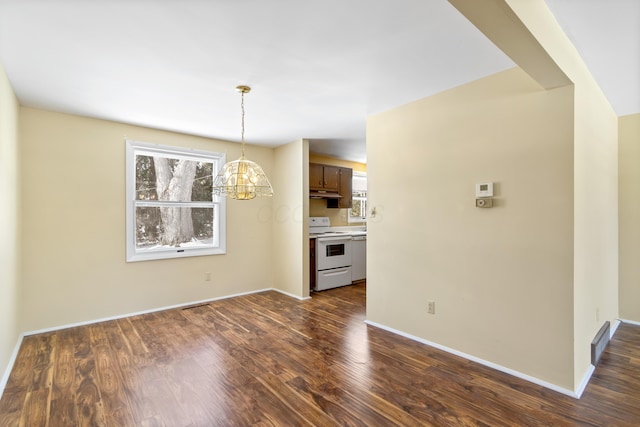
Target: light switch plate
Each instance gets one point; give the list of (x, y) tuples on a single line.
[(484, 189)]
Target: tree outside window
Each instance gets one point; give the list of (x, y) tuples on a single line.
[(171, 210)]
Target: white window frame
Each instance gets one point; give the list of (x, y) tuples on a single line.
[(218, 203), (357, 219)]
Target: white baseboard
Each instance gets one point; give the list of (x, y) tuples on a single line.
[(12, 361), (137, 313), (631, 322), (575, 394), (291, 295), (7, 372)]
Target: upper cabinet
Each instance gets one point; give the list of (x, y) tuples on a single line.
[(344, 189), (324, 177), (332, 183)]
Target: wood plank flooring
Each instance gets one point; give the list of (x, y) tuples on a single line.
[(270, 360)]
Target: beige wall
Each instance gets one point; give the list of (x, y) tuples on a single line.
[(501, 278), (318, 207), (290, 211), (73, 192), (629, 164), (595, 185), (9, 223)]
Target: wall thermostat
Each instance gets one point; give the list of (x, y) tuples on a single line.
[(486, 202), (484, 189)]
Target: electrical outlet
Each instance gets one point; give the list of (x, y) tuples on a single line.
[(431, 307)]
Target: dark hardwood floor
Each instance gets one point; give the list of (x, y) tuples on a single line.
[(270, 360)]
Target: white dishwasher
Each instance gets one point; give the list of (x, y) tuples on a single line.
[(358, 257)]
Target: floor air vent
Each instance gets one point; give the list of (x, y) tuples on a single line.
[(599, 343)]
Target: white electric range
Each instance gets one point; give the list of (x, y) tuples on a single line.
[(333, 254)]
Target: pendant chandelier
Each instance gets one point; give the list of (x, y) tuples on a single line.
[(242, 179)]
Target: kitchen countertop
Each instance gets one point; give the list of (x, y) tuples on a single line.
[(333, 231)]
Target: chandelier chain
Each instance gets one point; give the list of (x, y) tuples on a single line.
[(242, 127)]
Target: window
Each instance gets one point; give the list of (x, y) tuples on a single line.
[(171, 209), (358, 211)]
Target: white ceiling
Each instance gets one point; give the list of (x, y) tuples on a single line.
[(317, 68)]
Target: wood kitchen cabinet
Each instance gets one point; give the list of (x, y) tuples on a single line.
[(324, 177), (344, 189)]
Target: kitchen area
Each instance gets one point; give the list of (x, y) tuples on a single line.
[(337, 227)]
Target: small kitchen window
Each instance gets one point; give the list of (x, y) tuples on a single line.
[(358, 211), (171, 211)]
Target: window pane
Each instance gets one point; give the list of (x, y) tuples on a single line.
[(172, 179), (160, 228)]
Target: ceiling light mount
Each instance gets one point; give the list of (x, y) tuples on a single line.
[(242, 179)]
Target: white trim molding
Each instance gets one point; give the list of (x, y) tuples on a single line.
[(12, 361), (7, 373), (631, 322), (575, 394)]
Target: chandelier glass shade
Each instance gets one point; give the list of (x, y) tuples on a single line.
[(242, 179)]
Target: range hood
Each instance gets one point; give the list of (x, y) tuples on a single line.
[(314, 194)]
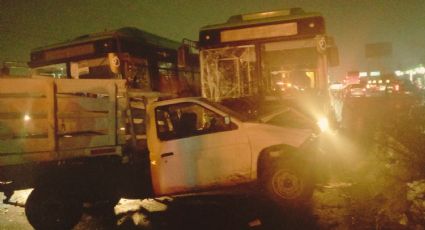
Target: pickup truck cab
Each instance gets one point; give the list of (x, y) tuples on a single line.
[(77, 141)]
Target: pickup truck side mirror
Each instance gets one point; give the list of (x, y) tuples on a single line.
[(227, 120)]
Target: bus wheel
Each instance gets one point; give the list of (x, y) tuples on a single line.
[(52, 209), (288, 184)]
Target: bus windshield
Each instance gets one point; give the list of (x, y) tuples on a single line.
=======
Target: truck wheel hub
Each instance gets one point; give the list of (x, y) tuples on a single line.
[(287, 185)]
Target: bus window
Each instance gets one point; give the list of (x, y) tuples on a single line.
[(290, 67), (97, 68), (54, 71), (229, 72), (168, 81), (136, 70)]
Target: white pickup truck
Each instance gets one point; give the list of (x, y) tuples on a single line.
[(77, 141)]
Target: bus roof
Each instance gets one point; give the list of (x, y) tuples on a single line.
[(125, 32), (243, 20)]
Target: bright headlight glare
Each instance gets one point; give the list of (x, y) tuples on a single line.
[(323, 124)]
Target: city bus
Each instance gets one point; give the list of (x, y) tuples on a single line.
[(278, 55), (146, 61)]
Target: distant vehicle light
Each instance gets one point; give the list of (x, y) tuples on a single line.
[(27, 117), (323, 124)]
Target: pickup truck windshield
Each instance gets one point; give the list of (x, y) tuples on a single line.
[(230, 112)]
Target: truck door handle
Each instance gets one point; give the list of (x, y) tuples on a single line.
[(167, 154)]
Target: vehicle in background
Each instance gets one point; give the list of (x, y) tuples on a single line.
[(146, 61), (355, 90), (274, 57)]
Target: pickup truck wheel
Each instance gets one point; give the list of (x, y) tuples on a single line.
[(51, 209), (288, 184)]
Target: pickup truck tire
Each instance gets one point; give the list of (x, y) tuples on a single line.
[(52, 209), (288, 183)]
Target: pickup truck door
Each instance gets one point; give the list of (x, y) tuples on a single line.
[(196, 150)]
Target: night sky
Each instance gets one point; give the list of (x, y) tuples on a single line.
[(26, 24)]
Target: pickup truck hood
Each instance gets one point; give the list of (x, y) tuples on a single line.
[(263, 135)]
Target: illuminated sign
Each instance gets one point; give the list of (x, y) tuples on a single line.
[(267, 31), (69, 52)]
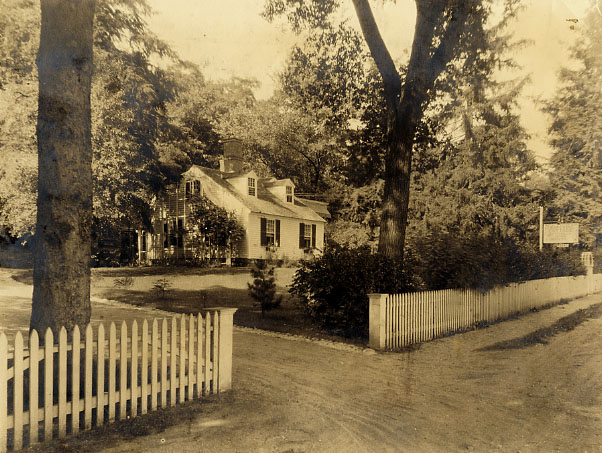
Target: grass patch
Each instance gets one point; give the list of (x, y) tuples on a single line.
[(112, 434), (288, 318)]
=======
▶ _SET TASK_
Copy the lines from the line with "Target: night sky" to the line with "[(112, 434), (288, 318)]", including both of those lines, and leave out any pictures.

▶ _FULL ANSWER_
Target: night sky
Each instance gets one point; give the list of (x, y) tuples on a single line.
[(26, 24)]
Target: pickup truck hood
Each instance gets one point; give the list of (x, y) tuples on a single line.
[(263, 135)]
Target: illuminated sign
Each instance gets one point; give the list of (x, y) tuples on a single line.
[(267, 31), (69, 52)]
Target: grass patch
Each instance gets one point; give the list of (x, y) tuples on a single line.
[(112, 434), (288, 318)]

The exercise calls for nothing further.